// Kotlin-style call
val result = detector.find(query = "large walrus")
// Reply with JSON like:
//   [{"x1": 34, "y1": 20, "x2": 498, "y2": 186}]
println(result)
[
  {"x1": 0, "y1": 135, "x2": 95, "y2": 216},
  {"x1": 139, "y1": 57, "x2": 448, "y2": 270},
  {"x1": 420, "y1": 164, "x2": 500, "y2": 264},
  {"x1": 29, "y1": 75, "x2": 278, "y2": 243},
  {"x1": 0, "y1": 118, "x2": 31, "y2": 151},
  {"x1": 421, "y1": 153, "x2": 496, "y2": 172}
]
________________________
• [What is required] Each record above must be transcribed exactly, and none may be skipped.

• [Result below]
// Kotlin-style call
val result = detector.find(query = "large walrus")
// Reply with JSON like:
//   [{"x1": 34, "y1": 20, "x2": 498, "y2": 186}]
println(result)
[
  {"x1": 0, "y1": 135, "x2": 95, "y2": 216},
  {"x1": 139, "y1": 57, "x2": 448, "y2": 270},
  {"x1": 420, "y1": 164, "x2": 500, "y2": 264},
  {"x1": 29, "y1": 75, "x2": 278, "y2": 243},
  {"x1": 0, "y1": 118, "x2": 31, "y2": 151},
  {"x1": 421, "y1": 153, "x2": 496, "y2": 172}
]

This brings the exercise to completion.